TASK PROMPT » How many lines of the records below contain the string "jersey"? Reply with the number only.

###

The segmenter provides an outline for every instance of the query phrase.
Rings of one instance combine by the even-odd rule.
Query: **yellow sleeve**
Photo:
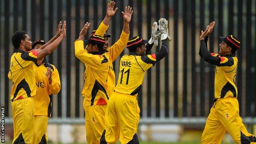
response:
[[[84,41],[81,40],[75,41],[75,55],[81,61],[95,69],[98,69],[101,62],[105,60],[101,55],[88,53],[84,49]]]
[[[54,70],[53,71],[52,74],[52,84],[49,85],[50,91],[50,92],[53,94],[56,94],[60,90],[60,80],[59,79],[59,75],[58,70],[55,66],[52,65],[53,67]]]
[[[106,32],[108,28],[108,26],[105,25],[105,24],[103,23],[103,22],[101,22],[101,23],[95,32],[95,34],[103,37],[105,32]]]
[[[20,56],[14,56],[14,58],[22,68],[25,68],[37,62],[37,52],[34,50],[22,53]]]
[[[11,73],[10,71],[9,71],[9,72],[8,72],[8,78],[9,78],[9,80],[11,80]]]
[[[129,34],[126,34],[123,31],[122,31],[120,38],[117,41],[107,49],[110,52],[112,62],[116,59],[126,46],[129,35],[130,32]]]

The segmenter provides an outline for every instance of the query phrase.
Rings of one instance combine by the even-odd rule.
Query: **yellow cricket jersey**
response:
[[[211,55],[220,59],[220,64],[218,66],[216,66],[215,73],[215,98],[237,97],[238,91],[235,82],[238,62],[235,54],[223,57],[213,53]]]
[[[103,37],[108,28],[108,26],[105,25],[102,22],[95,32],[95,34]],[[122,31],[119,39],[113,46],[107,48],[106,51],[106,53],[110,55],[110,60],[107,62],[109,68],[107,78],[108,87],[107,89],[110,96],[114,92],[114,89],[116,85],[116,78],[114,71],[113,62],[114,61],[126,46],[129,35],[130,33],[126,34]]]
[[[75,42],[75,56],[85,63],[85,85],[82,92],[85,106],[106,105],[108,100],[107,81],[110,55],[88,53],[83,41]]]
[[[25,52],[21,49],[14,50],[11,57],[8,78],[13,85],[11,91],[11,101],[34,96],[36,86],[33,65],[37,63],[37,52]]]
[[[53,94],[60,90],[60,80],[59,72],[55,66],[47,62],[44,58],[42,63],[34,65],[35,71],[37,93],[34,97],[35,115],[50,117],[52,114],[52,100]],[[52,83],[49,85],[46,76],[46,68],[51,68]]]
[[[140,56],[135,53],[120,59],[119,77],[115,91],[137,96],[141,88],[145,73],[155,65],[155,54]]]

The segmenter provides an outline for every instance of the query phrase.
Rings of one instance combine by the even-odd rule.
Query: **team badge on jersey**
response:
[[[94,120],[94,117],[91,117],[91,119],[92,119],[92,122],[94,123],[95,121],[95,120]]]
[[[229,113],[226,113],[226,118],[229,119]]]

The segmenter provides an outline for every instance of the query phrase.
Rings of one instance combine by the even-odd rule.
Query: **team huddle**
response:
[[[84,39],[90,25],[87,22],[74,42],[75,57],[85,67],[82,94],[88,144],[115,144],[119,139],[121,144],[139,144],[137,132],[140,110],[136,98],[146,71],[167,55],[168,42],[171,41],[168,21],[162,18],[158,25],[153,23],[149,40],[130,36],[129,23],[133,11],[128,6],[121,12],[123,26],[119,39],[109,46],[111,36],[106,32],[111,17],[117,11],[117,8],[114,9],[115,4],[114,1],[108,4],[105,17],[88,39]],[[13,144],[47,143],[52,96],[59,91],[61,84],[57,70],[45,57],[65,37],[66,25],[65,21],[63,25],[60,22],[56,35],[47,43],[40,40],[32,43],[23,31],[16,32],[12,36],[15,50],[8,77],[13,83],[11,93]],[[201,142],[220,144],[227,131],[238,144],[256,143],[256,137],[248,133],[239,115],[235,52],[240,42],[233,35],[220,37],[219,54],[210,53],[207,42],[215,25],[215,22],[211,23],[200,37],[200,55],[217,66],[215,99]],[[159,40],[162,43],[159,51],[149,54]],[[129,53],[120,59],[116,82],[112,63],[126,47]]]

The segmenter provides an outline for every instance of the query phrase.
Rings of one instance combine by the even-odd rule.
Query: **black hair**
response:
[[[26,32],[23,30],[19,30],[14,32],[11,37],[11,43],[15,49],[19,47],[22,40],[25,40],[26,34],[27,34]]]
[[[237,50],[235,48],[231,48],[231,52],[232,53],[232,54],[235,53],[235,51]]]

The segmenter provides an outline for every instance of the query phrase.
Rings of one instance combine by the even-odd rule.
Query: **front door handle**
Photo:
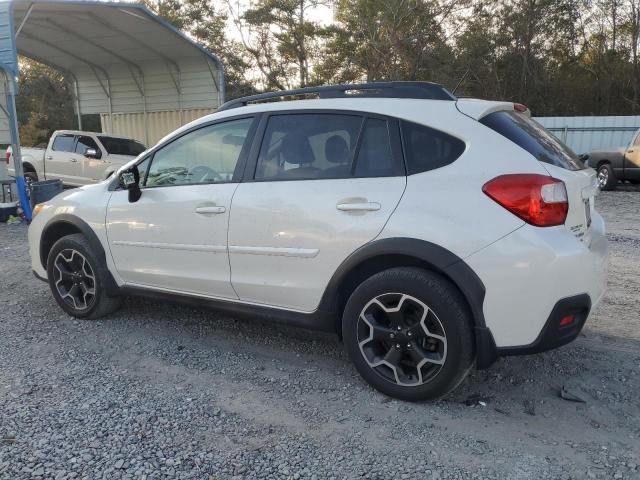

###

SOLUTION TO THIS EXERCISE » 2